* _TASK INSTRUCTIONS_: Please restate the entries verbatim. The copy should hold no pictures.

===

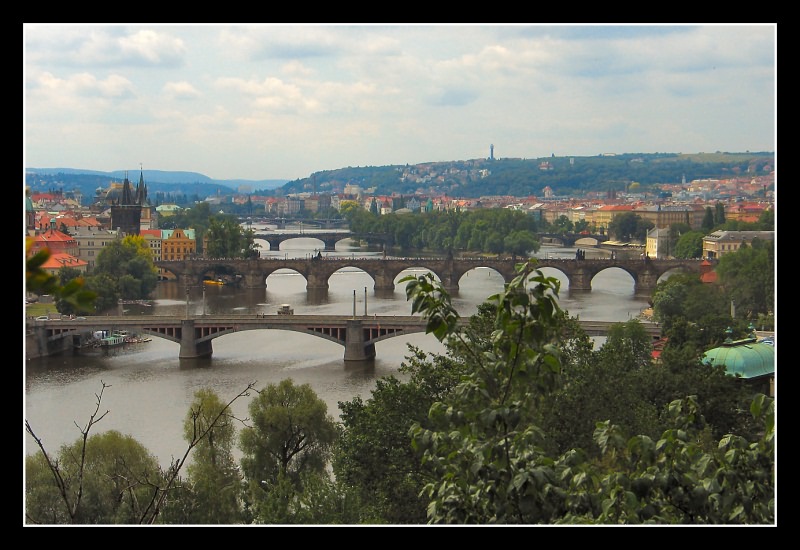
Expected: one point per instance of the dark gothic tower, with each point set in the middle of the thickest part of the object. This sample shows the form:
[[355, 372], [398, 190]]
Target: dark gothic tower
[[126, 212]]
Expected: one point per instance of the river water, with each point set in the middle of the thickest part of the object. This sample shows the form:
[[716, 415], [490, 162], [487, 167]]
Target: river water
[[150, 390]]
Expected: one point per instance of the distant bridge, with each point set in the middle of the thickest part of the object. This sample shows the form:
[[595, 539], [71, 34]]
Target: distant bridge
[[384, 271], [358, 334], [329, 239]]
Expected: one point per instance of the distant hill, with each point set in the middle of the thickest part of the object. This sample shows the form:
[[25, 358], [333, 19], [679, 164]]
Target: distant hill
[[162, 186], [563, 175], [161, 176]]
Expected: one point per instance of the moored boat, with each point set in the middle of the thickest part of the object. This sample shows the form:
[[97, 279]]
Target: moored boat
[[116, 338]]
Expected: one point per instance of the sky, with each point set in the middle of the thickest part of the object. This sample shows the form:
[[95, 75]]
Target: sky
[[282, 101]]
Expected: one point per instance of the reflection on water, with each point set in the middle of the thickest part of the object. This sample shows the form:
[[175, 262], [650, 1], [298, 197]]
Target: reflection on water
[[150, 388]]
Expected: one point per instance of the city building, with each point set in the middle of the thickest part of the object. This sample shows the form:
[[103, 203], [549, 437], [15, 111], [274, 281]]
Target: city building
[[748, 359], [719, 243]]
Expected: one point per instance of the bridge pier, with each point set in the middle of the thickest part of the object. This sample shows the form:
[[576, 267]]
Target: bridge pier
[[354, 347], [190, 347], [384, 281]]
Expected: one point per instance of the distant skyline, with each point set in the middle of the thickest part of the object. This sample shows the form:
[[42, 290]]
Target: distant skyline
[[283, 101]]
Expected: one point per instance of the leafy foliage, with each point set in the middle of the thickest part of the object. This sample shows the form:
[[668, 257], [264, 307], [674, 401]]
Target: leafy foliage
[[70, 295], [291, 434], [109, 481], [488, 450], [124, 269]]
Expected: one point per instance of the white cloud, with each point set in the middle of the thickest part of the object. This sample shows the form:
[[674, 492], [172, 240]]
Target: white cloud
[[283, 101]]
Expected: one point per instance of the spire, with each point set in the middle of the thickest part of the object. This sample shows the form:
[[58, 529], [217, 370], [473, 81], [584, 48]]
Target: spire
[[127, 197], [141, 188]]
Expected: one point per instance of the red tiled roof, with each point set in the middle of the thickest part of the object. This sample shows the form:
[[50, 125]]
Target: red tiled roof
[[59, 260]]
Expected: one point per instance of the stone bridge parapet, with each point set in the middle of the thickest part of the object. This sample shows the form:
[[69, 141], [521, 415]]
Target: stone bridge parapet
[[384, 271]]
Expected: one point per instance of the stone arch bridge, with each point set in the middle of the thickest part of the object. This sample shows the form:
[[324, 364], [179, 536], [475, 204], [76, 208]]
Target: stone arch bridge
[[329, 238], [358, 334], [384, 271]]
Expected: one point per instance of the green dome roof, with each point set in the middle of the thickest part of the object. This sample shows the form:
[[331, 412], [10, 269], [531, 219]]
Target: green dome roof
[[744, 358]]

===

* _ANSWER FOR THIS EXERCISE_:
Expected: one point per instance of the dark gothic tower, with each point set in the middle of the thickest part of the object. This sample shows the form:
[[355, 372], [398, 190]]
Target: dark gothic tower
[[126, 212]]
Expected: one point per instance of the river water, with each point set in the middle of the thickest part of the object. This sample shows the form:
[[716, 415], [490, 162], [487, 167]]
Target: river water
[[150, 390]]
Expected: one point per instance of the distant bridge, with each point set in the middle of the thickest part of the object. This sample shows the form:
[[595, 539], [71, 34]]
Target: distant bridge
[[384, 271], [358, 334], [329, 239]]
Expected: one point per instance of the distant hill, with each point set in the middle of the thickest part of the object. This sample shows the form:
[[25, 358], [333, 19], [679, 164]]
Target: distant hill
[[162, 186], [563, 175], [161, 176]]
Expected: one point per instance of the moored boat, with each point set in the middle of the thickest part of the object. This sample shows the form:
[[97, 279]]
Target: moored boat
[[116, 338]]
Expected: one point per instance of the sky, with each point set in the middle of the thickest part of the object. This sample shows the form:
[[95, 75]]
Target: sky
[[282, 101]]
Expected: one point per instance of the reflection on water, with each point set in the middle of the thickest part of the object. This sample shows the form:
[[175, 262], [650, 1], [298, 197]]
Target: reflection on water
[[150, 388]]
Expected: one point per instance of the city building, with each point set in the middle of the thickest part of the object. This sample shows the form:
[[103, 203], [549, 437], [15, 111], [274, 281]]
Target: city building
[[748, 359], [719, 243]]
Expected: one point per instance of the bridge pier, with each point set in the middle of the thickest part of the object. This sample shows the form:
[[576, 267]]
Target: bridge pier
[[354, 347], [190, 347], [384, 281]]
Expected: one point per instance of the distant skyline, with each point set in the middle of the thickest part of the object. This sample shows the form:
[[42, 290]]
Target: distant skyline
[[283, 101]]
Expected: one point per instance of the leafy foliage, with each point set in the middle of the thickest part of the object. This sample shows the form:
[[668, 257], [264, 307], [674, 401]]
Target: leafy foliage
[[70, 295], [291, 434], [109, 481], [488, 450], [124, 269]]
Expected: one point per instance of the white cloud, with each point set in the middle of the thickest part of the object. This sample shows the form:
[[674, 492], [172, 240]]
Target: white cloud
[[283, 101]]
Expected: one point per instance of the spire, with each point set in the middle of the thickest part of the object. This sample shows the form:
[[58, 529], [217, 370], [473, 81], [584, 48]]
Target: spire
[[127, 197], [141, 188]]
Expected: one point per instance of the red tiled roof, with each point set in the middle of the thickest part of the object. This sample shows the form:
[[50, 125]]
Target: red tiled roof
[[59, 260]]
Expected: one point per instance of the stone bridge parapet, with each point set in the middle of the thickest part of the object. This sample shows the form:
[[69, 141], [521, 415]]
Target: stone bridge parapet
[[384, 271]]
Expected: one point per instance of the stone arch bridge, with each point set in the middle of the thickest part of the object. This sample shows the form:
[[324, 364], [179, 536], [475, 204], [76, 208]]
Target: stone arch bridge
[[329, 238], [358, 334], [384, 271]]
Expected: one point per instance of the green dome roof, with each point set in the middle of the thickest part of the object. This sample shows the form:
[[331, 412], [10, 269], [531, 219]]
Target: green dome roof
[[744, 358]]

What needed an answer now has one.